> **TASK DETAILS**: Make an exact copy of the entries below with the pictures removed.

'''

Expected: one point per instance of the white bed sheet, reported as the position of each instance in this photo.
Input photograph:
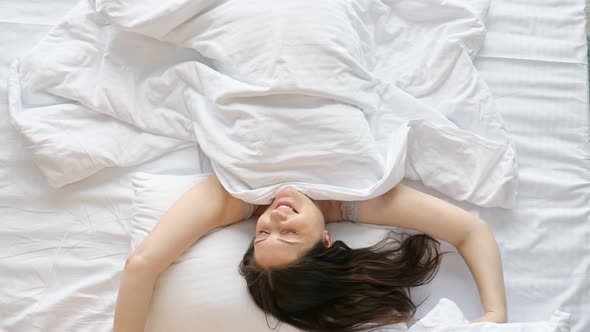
(61, 251)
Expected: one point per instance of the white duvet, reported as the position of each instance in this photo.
(339, 99)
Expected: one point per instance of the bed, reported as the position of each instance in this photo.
(63, 249)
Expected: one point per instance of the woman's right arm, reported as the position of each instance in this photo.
(205, 207)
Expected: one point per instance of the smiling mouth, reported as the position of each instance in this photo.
(286, 206)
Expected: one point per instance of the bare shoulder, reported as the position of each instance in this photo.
(409, 208)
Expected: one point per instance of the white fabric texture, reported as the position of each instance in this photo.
(336, 99)
(62, 250)
(203, 287)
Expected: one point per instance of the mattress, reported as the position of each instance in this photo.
(62, 250)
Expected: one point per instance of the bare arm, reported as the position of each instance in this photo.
(205, 207)
(411, 209)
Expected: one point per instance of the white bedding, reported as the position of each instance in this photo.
(344, 115)
(62, 249)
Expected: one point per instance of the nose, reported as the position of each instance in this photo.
(278, 215)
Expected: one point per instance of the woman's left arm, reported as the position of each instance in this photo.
(411, 209)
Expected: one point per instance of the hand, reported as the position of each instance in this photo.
(491, 316)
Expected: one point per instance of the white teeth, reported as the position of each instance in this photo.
(285, 207)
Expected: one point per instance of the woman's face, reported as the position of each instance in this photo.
(290, 226)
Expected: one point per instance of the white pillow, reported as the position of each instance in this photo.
(203, 290)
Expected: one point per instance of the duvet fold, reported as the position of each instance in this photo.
(338, 99)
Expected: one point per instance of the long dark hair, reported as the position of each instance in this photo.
(344, 289)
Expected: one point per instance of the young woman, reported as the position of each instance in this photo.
(296, 272)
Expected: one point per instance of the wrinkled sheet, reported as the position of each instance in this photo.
(381, 91)
(63, 249)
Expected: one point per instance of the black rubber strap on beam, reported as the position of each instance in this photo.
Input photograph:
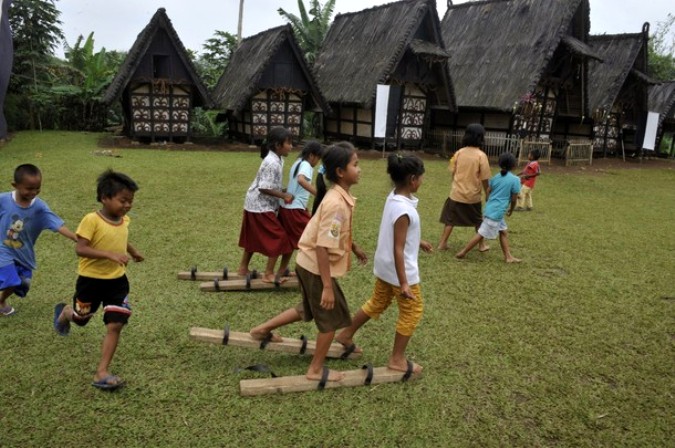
(369, 374)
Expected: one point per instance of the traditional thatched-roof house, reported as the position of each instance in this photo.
(662, 100)
(158, 84)
(397, 44)
(618, 90)
(267, 83)
(519, 66)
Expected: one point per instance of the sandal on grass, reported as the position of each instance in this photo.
(7, 311)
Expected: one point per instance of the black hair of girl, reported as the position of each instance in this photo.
(27, 169)
(506, 162)
(277, 136)
(400, 168)
(337, 156)
(311, 148)
(474, 135)
(109, 183)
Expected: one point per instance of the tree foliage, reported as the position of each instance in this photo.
(310, 27)
(217, 52)
(662, 50)
(36, 30)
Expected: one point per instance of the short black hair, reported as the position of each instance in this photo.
(474, 135)
(27, 169)
(400, 168)
(337, 156)
(109, 183)
(507, 162)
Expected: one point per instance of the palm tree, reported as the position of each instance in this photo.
(310, 31)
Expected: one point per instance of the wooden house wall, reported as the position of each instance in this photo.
(159, 98)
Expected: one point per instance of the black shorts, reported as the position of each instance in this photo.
(113, 294)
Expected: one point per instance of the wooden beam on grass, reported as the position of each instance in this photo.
(290, 384)
(248, 284)
(288, 345)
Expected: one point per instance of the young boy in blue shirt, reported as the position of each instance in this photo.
(23, 216)
(502, 197)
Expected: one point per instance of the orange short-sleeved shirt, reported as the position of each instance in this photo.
(470, 167)
(330, 227)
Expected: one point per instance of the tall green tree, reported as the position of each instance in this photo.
(37, 32)
(662, 50)
(217, 52)
(310, 27)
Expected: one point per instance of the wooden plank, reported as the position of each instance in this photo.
(203, 276)
(242, 285)
(289, 384)
(288, 345)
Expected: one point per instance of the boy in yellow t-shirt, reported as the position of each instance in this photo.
(102, 245)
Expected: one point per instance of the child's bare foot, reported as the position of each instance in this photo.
(260, 334)
(333, 375)
(269, 278)
(402, 366)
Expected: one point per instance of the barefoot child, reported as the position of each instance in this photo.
(23, 216)
(527, 179)
(324, 255)
(399, 240)
(502, 196)
(102, 245)
(295, 216)
(261, 230)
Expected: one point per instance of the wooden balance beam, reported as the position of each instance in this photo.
(300, 346)
(247, 284)
(353, 378)
(196, 275)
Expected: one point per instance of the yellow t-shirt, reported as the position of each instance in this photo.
(103, 235)
(330, 227)
(470, 167)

'''

> **THE RESULT**:
Expected: one point per instance of the white bed sheet, reported as the position of each instance in this photo.
Input photograph:
(61, 251)
Expected: one point per instance of the white duvet, reported as the position of each instance in this photo.
(339, 99)
Expected: one point per instance of the bed, reported as the position of each instance in this photo.
(63, 249)
Expected: one point per instance of the woman's right arm, reported as the position of each instance in this photo.
(205, 207)
Expected: one point per instance of the smiling mouth, reported as the position of each instance in this photo.
(286, 206)
Expected: one point per instance of the bare shoulder, reported as the position of each instance in this photo.
(409, 208)
Expected: one point per instance of the white fabric texture, reported as the position of each instance in this photo.
(336, 99)
(62, 250)
(203, 287)
Expected: one point per instance of the mattress, reported as the position of each instance in this photo.
(62, 250)
Expected: one point per instance of the bare arm, reported as the position of each instance in this photo.
(205, 207)
(411, 209)
Expected: one point per instance of the white bedding, reported as the position of each instance in this photo.
(344, 115)
(62, 249)
Expected: one point per instance of the nose, reported as the position of each instance in this photo.
(278, 215)
Expected: one point per instance of the woman's left arm, reported as the position of each instance in this photo.
(411, 209)
Expected: one point per instance of the hand, reported as the position of each instance in this photo.
(491, 316)
Expected: one point per instance of the white teeth, reported as the position of each instance in this photo.
(285, 207)
Expected: one point per instance of the woman's face, reported as the position of each instance in this photo.
(290, 226)
Expected: one point per instance of the white pillow, reported as the position of each instance in this photo.
(203, 290)
Expected: one point per instance of the duvet fold, reported as the position of each instance in this photo.
(338, 99)
Expected: one point per instance of the long dark hair, reported as the position of each instance in this photo.
(344, 289)
Expected: one point per instance of the young woman, reported as the position of each instance in this photo.
(296, 272)
Expected: one point per instance of the wrinkled sheet, reported as the position of each instance in this photo.
(381, 91)
(63, 249)
Expected: one point per instance of the black rubber strap on beam, reported as the position of each instance in this photo.
Input photograph:
(369, 374)
Expected: one point per instance of the traditional thatched-roof house, reported as the position of each instance in this photo.
(662, 100)
(158, 84)
(397, 44)
(618, 90)
(267, 83)
(519, 66)
Expected: one point per instance of the sandal on grass, reported as the position of each instance in this photo.
(7, 311)
Expected: one point per instance of the black hair of girl, reported as the position of each instance in this photo.
(27, 169)
(506, 162)
(277, 136)
(400, 168)
(337, 156)
(311, 148)
(474, 135)
(109, 183)
Expected: one point per instance of the tree foliage, reported as the position of each instance in this photo.
(310, 27)
(217, 52)
(662, 50)
(36, 30)
Expected: one point per instance of the short black hair, reported as the position of each instance in this photo.
(474, 135)
(27, 169)
(400, 168)
(337, 156)
(109, 183)
(507, 162)
Expected: one point per instance of the palm tree, reported as the position of each instance in this photo.
(310, 31)
Expected: one point per instance of the wooden house wall, reported as the position of each instance in this photo.
(159, 98)
Expected: one point per instance of the black shorts, reported as the position of each instance in this photo.
(113, 294)
Expected: one point per instance of the wooden beam on grass, reported as the position of each instance in this photo.
(290, 384)
(248, 284)
(288, 345)
Expected: one point per instance of the young boy in blue shirt, reported as the position of each instance in this photo.
(23, 216)
(502, 197)
Expected: one point per instance of the orange short-sleeved shirt, reported as the position of each instance in this photo.
(470, 167)
(330, 227)
Expected: one point per instance of the tall green tree, reported as the position of each instance in this photo.
(37, 32)
(662, 50)
(217, 52)
(310, 27)
Expected: one point per instance of the wooden plank, reported as the position of each instance in this photo.
(203, 276)
(242, 285)
(289, 384)
(288, 345)
Expected: one point per instance of the boy in yellow t-shirt, reported as the position of each instance in this photo.
(102, 245)
Expected: one point per instance of the child's bare foot, reported as the position of each instance in this photo.
(260, 334)
(333, 375)
(269, 278)
(402, 366)
Expected: one point per instance of the barefoot child, reported as the position of each instance in this photo.
(23, 216)
(527, 179)
(324, 255)
(399, 240)
(502, 196)
(102, 245)
(295, 216)
(261, 230)
Expected: one point per instance of the wooden balance beam, reported as the position of each instance in this photo.
(300, 346)
(247, 284)
(353, 378)
(196, 275)
Expected: one point per instance of the yellow t-shirt, reported as the position of each instance in this photo.
(103, 235)
(330, 227)
(470, 167)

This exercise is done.